[Stored items]
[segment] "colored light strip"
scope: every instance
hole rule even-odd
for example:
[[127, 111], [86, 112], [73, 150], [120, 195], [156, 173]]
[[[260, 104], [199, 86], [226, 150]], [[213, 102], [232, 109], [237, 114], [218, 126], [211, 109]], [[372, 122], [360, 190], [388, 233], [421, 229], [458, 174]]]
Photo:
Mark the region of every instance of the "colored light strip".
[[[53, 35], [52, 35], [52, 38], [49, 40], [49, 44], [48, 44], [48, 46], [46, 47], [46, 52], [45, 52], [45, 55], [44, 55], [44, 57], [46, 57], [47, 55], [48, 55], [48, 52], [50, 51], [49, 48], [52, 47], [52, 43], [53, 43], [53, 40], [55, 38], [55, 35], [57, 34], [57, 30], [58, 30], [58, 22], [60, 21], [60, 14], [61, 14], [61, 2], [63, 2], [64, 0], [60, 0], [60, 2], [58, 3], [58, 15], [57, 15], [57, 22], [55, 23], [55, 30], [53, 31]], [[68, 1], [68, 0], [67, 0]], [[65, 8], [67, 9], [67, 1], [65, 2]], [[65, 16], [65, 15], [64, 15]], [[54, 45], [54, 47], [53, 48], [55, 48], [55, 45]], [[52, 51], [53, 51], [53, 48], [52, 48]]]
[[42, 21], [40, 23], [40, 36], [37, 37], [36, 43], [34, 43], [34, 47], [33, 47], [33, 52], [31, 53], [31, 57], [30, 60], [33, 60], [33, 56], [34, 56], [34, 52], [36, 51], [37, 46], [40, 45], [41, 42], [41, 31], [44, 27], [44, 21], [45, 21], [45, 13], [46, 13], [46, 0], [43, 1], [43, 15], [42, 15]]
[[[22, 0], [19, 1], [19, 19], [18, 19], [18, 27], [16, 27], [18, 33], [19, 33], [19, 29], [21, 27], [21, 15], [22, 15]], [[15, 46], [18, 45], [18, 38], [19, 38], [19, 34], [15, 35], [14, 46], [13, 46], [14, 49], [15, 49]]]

## Exercise aim
Repeat these lines exactly, with nothing changed.

## Written reply
[segment] "colored light strip"
scope: every instance
hole rule even-odd
for example:
[[127, 111], [86, 112], [73, 150], [120, 195], [156, 173]]
[[[260, 104], [199, 86], [226, 150]], [[213, 102], [232, 109], [237, 114], [218, 126], [211, 109]], [[372, 122], [360, 190], [388, 233], [421, 229], [458, 174]]]
Photo:
Mark the region of every instance of the "colored light strip".
[[[53, 35], [52, 35], [52, 38], [49, 40], [49, 44], [48, 44], [48, 46], [46, 47], [46, 52], [45, 52], [45, 55], [44, 55], [44, 57], [46, 57], [47, 55], [48, 55], [48, 52], [50, 51], [49, 48], [52, 47], [52, 43], [53, 43], [53, 40], [55, 38], [55, 35], [57, 34], [57, 30], [58, 30], [58, 22], [60, 21], [60, 14], [61, 14], [61, 2], [63, 2], [64, 0], [60, 0], [60, 2], [58, 3], [58, 15], [57, 15], [57, 22], [55, 23], [55, 30], [53, 31]], [[68, 1], [68, 0], [67, 0]], [[65, 8], [67, 9], [67, 1], [65, 2]], [[65, 16], [65, 15], [64, 15]], [[54, 45], [54, 47], [53, 48], [55, 48], [55, 45]], [[52, 51], [53, 51], [53, 48], [52, 48]]]
[[42, 21], [40, 23], [40, 36], [37, 37], [36, 43], [34, 43], [34, 47], [33, 47], [33, 52], [31, 53], [31, 57], [30, 60], [33, 60], [33, 56], [34, 56], [34, 52], [36, 51], [37, 46], [40, 45], [41, 42], [41, 31], [44, 27], [44, 21], [45, 21], [45, 13], [46, 13], [46, 0], [43, 1], [43, 15], [42, 15]]
[[[22, 0], [19, 1], [19, 19], [18, 19], [18, 27], [16, 27], [18, 33], [19, 33], [19, 29], [21, 27], [21, 15], [22, 15]], [[15, 46], [18, 45], [18, 38], [19, 38], [19, 34], [15, 35], [14, 46], [13, 46], [14, 49], [15, 49]]]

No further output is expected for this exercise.